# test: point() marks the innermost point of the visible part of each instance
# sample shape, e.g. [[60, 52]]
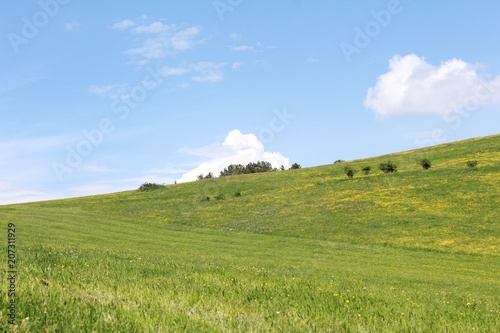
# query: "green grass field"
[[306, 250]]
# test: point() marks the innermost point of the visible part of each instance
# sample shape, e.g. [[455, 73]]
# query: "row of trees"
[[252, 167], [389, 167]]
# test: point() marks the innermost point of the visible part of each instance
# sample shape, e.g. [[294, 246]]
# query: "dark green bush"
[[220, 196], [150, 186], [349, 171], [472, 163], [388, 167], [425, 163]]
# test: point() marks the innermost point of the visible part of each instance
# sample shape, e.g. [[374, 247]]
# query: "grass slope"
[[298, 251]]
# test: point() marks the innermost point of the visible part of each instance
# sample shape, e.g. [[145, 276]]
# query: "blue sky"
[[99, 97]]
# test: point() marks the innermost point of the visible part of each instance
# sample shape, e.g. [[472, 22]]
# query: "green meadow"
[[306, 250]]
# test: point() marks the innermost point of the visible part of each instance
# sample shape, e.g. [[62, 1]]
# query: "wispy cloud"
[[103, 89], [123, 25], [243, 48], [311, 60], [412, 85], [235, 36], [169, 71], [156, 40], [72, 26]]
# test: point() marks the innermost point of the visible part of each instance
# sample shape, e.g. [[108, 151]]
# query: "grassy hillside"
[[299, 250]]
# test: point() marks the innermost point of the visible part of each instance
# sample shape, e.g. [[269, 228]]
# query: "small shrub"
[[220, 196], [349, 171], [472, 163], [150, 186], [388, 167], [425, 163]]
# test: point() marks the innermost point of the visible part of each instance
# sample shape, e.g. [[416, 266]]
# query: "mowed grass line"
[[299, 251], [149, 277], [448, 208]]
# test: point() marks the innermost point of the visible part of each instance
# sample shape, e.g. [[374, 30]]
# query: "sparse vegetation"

------------------------------------------------------------

# Exercise objective
Reproduce the material verbatim, starting with its first line and going on through the line containing "163], [388, 167], [425, 163]]". Leave the pictures out of your answer.

# Solution to the exercise
# test: point() marks the innermost point of the visible part of each instance
# sample shape, e.g. [[60, 52]]
# query: "green grass field"
[[306, 250]]
# test: point() marks the innermost point of the visible part of each instance
# sample shape, e.g. [[455, 73]]
# query: "row of trees"
[[252, 167], [389, 167]]
# test: point() marks the innermost point of the visible part of each instance
# sample shape, e.g. [[294, 246]]
# query: "dark green bush"
[[220, 196], [150, 186], [349, 171], [472, 163], [388, 167], [425, 163]]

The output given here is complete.